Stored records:
──────────────────────────────

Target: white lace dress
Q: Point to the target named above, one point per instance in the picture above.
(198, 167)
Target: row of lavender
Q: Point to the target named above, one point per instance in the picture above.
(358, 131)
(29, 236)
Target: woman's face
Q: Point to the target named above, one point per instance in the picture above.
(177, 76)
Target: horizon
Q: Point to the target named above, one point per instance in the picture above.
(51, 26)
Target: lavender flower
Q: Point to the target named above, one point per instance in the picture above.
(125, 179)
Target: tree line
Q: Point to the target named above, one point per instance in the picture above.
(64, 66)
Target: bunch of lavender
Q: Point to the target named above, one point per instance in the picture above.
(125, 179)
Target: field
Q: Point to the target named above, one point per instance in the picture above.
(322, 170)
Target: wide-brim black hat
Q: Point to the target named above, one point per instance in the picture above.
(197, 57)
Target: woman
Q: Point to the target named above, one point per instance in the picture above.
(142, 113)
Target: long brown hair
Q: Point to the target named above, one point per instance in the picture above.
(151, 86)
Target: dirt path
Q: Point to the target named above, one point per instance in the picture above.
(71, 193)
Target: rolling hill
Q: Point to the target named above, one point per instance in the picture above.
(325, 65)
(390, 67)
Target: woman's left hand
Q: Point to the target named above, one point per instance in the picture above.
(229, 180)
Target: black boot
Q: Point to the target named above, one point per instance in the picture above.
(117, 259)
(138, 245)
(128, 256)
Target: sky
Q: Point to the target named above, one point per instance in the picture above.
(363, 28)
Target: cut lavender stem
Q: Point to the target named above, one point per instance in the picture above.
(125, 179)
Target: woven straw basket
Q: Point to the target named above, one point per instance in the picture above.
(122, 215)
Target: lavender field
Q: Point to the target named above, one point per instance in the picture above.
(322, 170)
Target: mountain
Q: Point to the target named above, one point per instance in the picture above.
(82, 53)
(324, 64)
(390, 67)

──────────────────────────────

*EXERCISE DIRECTIONS*
The records above must be retyped in full, exactly.

*THE ANSWER*
Target: white lace dress
Q: Point to the target named above, one point per instance in the picture above.
(198, 167)
Target: row of lavender
Q: Point to the target named above, one point per instance in the picture above.
(358, 131)
(29, 236)
Target: woman's face
Q: Point to the target named above, one point per instance in the picture above.
(177, 76)
Target: horizon
Q: Point to the target named above, one point per instance in the picture above.
(51, 26)
Target: lavender flower
Q: Point to the target named above, one point per instance in the picture above.
(125, 179)
Target: tree line
Q: Point to the target named above, one point per instance in the picture above.
(64, 66)
Target: bunch of lavender
Q: Point to the target named above, one point per instance in the picture above.
(125, 179)
Target: field
Q: Point to the target named above, one point per instance in the picture above.
(322, 170)
Target: wide-brim black hat
Q: Point to the target named above, one point per instance in the picture above.
(197, 57)
Target: woman
Q: Point to the target named above, one point per instance in the picture above.
(142, 113)
Target: long brown hair
Q: Point to the target named above, one point per instance in the picture above.
(151, 86)
Target: dirt path
Q: Point to the target named above, one point per instance in the picture above.
(71, 193)
Target: rolling hill
Q: Point to the target named above, one point per instance in the picture above.
(325, 65)
(390, 67)
Target: woman's left hand
Q: Point to the target named above, one point per instance in the picture above.
(229, 180)
Target: black boot
Q: Point to the target named above, one point per instance in the picture above.
(117, 259)
(138, 245)
(128, 256)
Target: sky
Q: Point to the target named above, one point per instance in the picture above.
(363, 28)
Target: cut lavender stem
Q: Point to the target named above, one point per instance in the picture above.
(125, 179)
Target: woven straw basket
Q: Point to the target named above, one point per instance in the picture above.
(122, 215)
Target: lavender field
Q: Point to the target named above, one point per instance in the picture above.
(322, 170)
Target: mountain
Q: Point to the target named above, one point per instance in the picture above.
(82, 53)
(324, 64)
(390, 67)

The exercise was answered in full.